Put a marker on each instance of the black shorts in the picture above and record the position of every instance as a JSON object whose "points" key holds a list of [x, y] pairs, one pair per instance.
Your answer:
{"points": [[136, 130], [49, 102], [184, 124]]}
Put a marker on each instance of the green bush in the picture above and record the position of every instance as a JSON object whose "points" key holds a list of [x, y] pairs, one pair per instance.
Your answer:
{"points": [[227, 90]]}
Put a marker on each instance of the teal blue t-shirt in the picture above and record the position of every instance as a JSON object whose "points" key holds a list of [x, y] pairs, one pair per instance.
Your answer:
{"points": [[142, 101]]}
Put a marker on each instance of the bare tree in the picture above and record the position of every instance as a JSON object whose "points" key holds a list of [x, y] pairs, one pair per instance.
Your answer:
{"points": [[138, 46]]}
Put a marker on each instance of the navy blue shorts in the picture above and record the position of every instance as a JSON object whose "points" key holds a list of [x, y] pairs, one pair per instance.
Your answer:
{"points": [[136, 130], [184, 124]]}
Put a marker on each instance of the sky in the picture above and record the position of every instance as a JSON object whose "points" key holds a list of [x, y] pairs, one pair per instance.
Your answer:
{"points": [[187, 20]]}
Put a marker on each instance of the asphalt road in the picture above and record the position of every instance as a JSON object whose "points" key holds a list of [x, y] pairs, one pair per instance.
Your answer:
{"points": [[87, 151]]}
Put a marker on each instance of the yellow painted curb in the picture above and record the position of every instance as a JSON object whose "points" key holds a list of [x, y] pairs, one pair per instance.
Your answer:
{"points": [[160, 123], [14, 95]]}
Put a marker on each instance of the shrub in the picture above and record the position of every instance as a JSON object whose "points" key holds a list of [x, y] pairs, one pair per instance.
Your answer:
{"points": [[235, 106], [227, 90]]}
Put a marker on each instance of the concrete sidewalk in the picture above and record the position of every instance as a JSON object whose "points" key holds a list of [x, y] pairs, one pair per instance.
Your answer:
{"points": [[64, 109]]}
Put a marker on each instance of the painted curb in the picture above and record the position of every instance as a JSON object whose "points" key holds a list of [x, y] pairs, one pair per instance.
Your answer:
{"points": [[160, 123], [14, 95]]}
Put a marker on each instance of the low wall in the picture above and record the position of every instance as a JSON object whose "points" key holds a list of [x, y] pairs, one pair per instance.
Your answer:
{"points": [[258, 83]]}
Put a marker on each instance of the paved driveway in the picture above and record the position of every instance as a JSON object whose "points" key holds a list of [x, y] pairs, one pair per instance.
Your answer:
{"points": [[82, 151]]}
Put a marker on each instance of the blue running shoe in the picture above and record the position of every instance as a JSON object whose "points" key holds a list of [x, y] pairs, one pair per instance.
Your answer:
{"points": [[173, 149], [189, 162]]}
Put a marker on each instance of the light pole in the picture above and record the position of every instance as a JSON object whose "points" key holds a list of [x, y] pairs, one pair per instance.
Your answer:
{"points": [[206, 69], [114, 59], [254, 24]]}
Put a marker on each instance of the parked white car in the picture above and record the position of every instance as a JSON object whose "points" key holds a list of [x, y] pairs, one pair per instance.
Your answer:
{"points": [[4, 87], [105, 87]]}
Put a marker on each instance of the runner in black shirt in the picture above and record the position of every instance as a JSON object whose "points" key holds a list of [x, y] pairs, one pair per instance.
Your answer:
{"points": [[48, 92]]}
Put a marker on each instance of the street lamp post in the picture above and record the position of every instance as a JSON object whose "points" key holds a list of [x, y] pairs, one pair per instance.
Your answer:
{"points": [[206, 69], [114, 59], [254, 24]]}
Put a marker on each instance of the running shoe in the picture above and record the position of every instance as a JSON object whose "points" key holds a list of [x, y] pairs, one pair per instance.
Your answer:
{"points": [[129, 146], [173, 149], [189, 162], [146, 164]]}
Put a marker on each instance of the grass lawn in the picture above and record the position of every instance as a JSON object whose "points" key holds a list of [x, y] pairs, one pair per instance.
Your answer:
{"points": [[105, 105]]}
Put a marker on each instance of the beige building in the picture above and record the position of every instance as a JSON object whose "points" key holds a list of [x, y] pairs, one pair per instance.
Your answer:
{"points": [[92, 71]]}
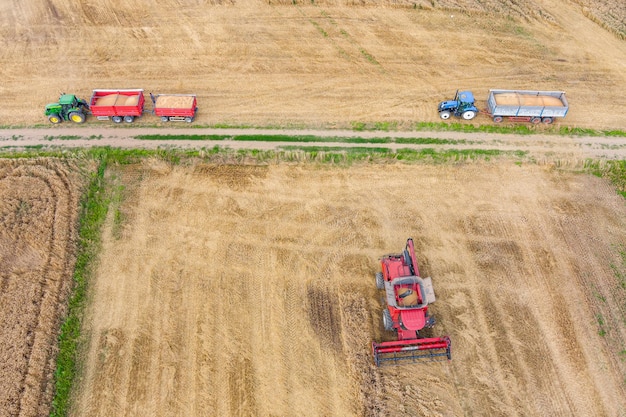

▸ Your instructions
This exercise asks for the data above to be given again exactly, without pictures.

▸ Reply to the task
Put a marker on each instance of the black shorts in the picture above and record the position of every instance as a JSON object whose "points" key holds a list of [x, y] pairs, one pair per instance.
Your answer:
{"points": [[136, 130], [49, 102], [184, 124]]}
Put a marker on each instance of the green bush in the picture above and record the position of every instance as a JSON object whose "points" key holds a list of [x, y] pairs, one pair per instance.
Your answer:
{"points": [[227, 90]]}
Put a marker on each instance of the teal blue t-shirt in the picture above and record the position of every instance as a JSON object whose "points" key holds a list of [x, y] pairs, one pair per instance.
Your answer:
{"points": [[142, 101]]}
Put a marker on each instance of the bare tree in the picture above and record the position of every instance as a JSON object whose "points" key holds a list of [x, y] pairs, one pair per instance.
Your answer:
{"points": [[138, 46]]}
Put a marker on each instance of the navy blue shorts in the picture above and record the position of every instance as a JSON object whose "points" key holds a list of [x, y] pairs, one pair per instance.
Your answer:
{"points": [[136, 130], [184, 124]]}
Put a marker on each instance of the sky in the picture above and record the position of every instance as a JSON object whose "points" key holds a list of [x, y] pairs, one pair per instance.
Your answer:
{"points": [[187, 20]]}
Put a marker on each instance of the asphalt road in the picture above and record the position of every instance as a JSON object whose "points" key holds a list of [x, y] pairs, one pair per instance.
Your answer:
{"points": [[87, 151]]}
Put a marker on each instance of the yellow painted curb in the picture above and record the position of every instance as a JSON object whose "points" key holds a list of [x, y] pairs, one pair per instance.
Your answer:
{"points": [[160, 123], [14, 95]]}
Put a marker on each instance of the shrub in the picture above and record the position of every instance as a JSON object whose "points" key holds a list of [x, y] pairs, one pair per instance.
Your answer:
{"points": [[235, 106], [227, 90]]}
Put a marker on each instance of the concrete sidewalk in the picture above and record the position of every instance as a JSON object whose "points" key holds a list of [x, y] pairs, one pair per instance.
Your answer:
{"points": [[64, 109]]}
Put a marker on each instance of the painted curb in the picture above and record the position of every instance as a JSON object whose "points" key holds a list of [x, y] pairs, one pair per instance.
Your answer:
{"points": [[160, 123], [14, 95]]}
Put a marker on each instance of the low wall in the picture above and record the position of every instance as a JSON object whose "points" key holds a list of [x, y] pairs, one pair per instance.
Your answer:
{"points": [[258, 83]]}
Put a marker on each instance of the paved driveway in the picture above and record the position of every instance as a JSON object whose "points" key holds a list of [x, y] pairs, one pair per instance.
Your answer:
{"points": [[82, 151]]}
Put a marker on each instance of the blue running shoe in the picture above and record the position of every instance as a JSON object whose "points" key holds a list of [x, y] pairs, one pair per instance.
Your answer:
{"points": [[173, 149], [189, 162]]}
Put a marker on each instance of the light pole in the picture above and record the position of every instance as a JSON object whose "points" key holds a list of [x, y] pairs, one pair per instance.
Your answer:
{"points": [[206, 69], [114, 59], [254, 24]]}
Put a marker on each instance of the parked white car in the picture above and record the position of every instance as a JSON object whose "points" key holds a list of [x, y] pairs, one pair per instance.
Your answer:
{"points": [[4, 87], [105, 87]]}
Put a marker on each instance of the runner in black shirt in the picture above and record the position of every instance as a JSON object whose "points" key holds a list of [x, y] pairs, one pair per instance.
Your answer:
{"points": [[48, 92]]}
Put a marker on each instance of the street lamp post in the picture above and record the position of every instance as a JSON object whose "points" key holds a list of [x, y] pairs, one pair per instance.
Your answer:
{"points": [[206, 69], [114, 59], [254, 24]]}
Put a marker on each instance of the running shoe in the picture above and record the position of every instance as a JSON object whose "points" key holds a list of [x, y] pairs, one pair per instance.
Your answer:
{"points": [[129, 146], [173, 149], [189, 162], [146, 164]]}
Put a marker on each instance of the grass lawn in the picture above and record the position of every instance as a JSON object whose "points" key holds a list of [x, y] pairs, one pair per instance.
Your answer:
{"points": [[105, 105]]}
Put a marker on each instance of the beige building in the picture above and record the position of every instance as a JSON object whose "points" key holds a list of [x, y] pairs, one pair per instance.
Your answer:
{"points": [[92, 71]]}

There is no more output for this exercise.